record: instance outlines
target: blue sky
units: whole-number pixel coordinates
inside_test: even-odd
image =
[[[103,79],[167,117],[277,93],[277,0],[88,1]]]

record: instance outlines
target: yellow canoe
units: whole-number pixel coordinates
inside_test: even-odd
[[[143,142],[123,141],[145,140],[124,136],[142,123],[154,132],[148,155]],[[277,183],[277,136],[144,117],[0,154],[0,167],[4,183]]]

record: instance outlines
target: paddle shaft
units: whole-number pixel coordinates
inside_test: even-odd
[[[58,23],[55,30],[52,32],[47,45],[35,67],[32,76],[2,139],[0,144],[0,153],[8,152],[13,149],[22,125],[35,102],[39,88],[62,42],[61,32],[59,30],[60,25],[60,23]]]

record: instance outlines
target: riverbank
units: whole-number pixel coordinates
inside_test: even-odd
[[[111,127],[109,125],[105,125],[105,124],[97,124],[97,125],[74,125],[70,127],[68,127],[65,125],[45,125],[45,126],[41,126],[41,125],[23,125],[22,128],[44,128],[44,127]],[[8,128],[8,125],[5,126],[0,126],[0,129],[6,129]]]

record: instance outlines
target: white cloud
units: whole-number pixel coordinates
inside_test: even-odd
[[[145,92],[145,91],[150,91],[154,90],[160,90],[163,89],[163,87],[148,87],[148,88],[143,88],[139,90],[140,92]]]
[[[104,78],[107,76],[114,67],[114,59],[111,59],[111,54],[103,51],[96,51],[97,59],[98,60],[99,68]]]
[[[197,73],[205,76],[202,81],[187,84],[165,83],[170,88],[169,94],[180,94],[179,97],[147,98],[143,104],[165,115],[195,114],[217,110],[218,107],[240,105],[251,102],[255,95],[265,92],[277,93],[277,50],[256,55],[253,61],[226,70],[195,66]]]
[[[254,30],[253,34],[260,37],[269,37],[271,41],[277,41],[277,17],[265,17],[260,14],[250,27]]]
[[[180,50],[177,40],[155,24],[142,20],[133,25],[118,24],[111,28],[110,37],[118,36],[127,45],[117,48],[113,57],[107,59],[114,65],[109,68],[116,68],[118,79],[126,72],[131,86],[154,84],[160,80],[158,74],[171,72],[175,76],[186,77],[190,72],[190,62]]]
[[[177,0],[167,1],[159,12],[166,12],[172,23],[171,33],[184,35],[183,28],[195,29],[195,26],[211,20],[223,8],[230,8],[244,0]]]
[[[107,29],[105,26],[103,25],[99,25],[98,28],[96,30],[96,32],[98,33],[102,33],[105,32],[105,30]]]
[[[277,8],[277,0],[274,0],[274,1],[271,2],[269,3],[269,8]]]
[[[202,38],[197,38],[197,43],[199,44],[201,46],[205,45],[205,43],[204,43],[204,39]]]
--*--
▶ **Problem statement**: Swap "whole-number" for "integer" everywhere in the rows above, and give all the rows back with nothing else changed.

▶ **Task answer**:
record: instance outlines
target: blue sky
units: integer pixel coordinates
inside_test: even-odd
image =
[[[103,79],[167,117],[277,93],[277,0],[88,1]]]

record: instance outlines
target: yellow canoe
units: integer pixel coordinates
inside_test: even-odd
[[[143,142],[123,141],[145,140],[124,136],[142,123],[154,132],[148,155]],[[277,183],[277,136],[144,117],[0,154],[0,167],[4,183]]]

record: instance outlines
target: paddle shaft
units: integer pixel coordinates
inside_test: even-odd
[[[58,23],[55,30],[52,32],[47,45],[35,67],[32,76],[2,139],[0,144],[0,153],[8,152],[13,149],[22,125],[35,102],[39,88],[62,42],[61,32],[59,30],[60,25],[60,23]]]

record: instance outlines
target: riverbank
units: integer pixel coordinates
inside_test: even-odd
[[[111,127],[109,125],[105,125],[105,124],[97,124],[97,125],[74,125],[70,127],[68,127],[65,125],[45,125],[45,126],[41,126],[41,125],[23,125],[22,128],[44,128],[44,127]],[[8,128],[8,125],[5,126],[0,126],[0,129],[6,129]]]

record: instance outlines
target: white cloud
units: integer pixel coordinates
inside_test: even-odd
[[[145,92],[145,91],[150,91],[154,90],[160,90],[163,89],[163,87],[148,87],[148,88],[143,88],[139,90],[140,92]]]
[[[104,78],[107,76],[114,67],[114,59],[111,59],[111,54],[103,51],[96,51],[97,59],[98,60],[99,68]]]
[[[197,73],[205,76],[202,81],[187,84],[165,83],[170,88],[169,94],[180,94],[179,97],[147,98],[143,104],[165,115],[195,114],[217,110],[218,107],[240,105],[251,102],[255,95],[265,92],[277,93],[277,50],[256,55],[253,61],[226,70],[195,66]]]
[[[254,30],[253,34],[260,37],[269,37],[271,41],[277,41],[277,17],[265,17],[260,14],[250,27]]]
[[[180,50],[177,40],[155,24],[142,20],[133,25],[118,24],[111,28],[110,37],[118,36],[127,45],[117,48],[113,57],[107,59],[114,65],[109,68],[116,68],[118,79],[126,72],[131,86],[154,84],[160,80],[158,74],[171,72],[175,76],[186,77],[190,72],[190,62]]]
[[[177,0],[167,1],[159,12],[166,12],[172,23],[171,33],[184,35],[183,28],[195,29],[195,26],[211,20],[223,8],[230,8],[244,0]]]
[[[107,29],[105,26],[103,25],[99,25],[98,28],[96,30],[96,32],[98,33],[102,33],[105,32],[105,30]]]
[[[277,8],[277,0],[274,0],[274,1],[271,2],[269,3],[269,8]]]
[[[202,38],[197,38],[197,43],[199,44],[201,46],[205,45],[205,43],[204,43],[204,39]]]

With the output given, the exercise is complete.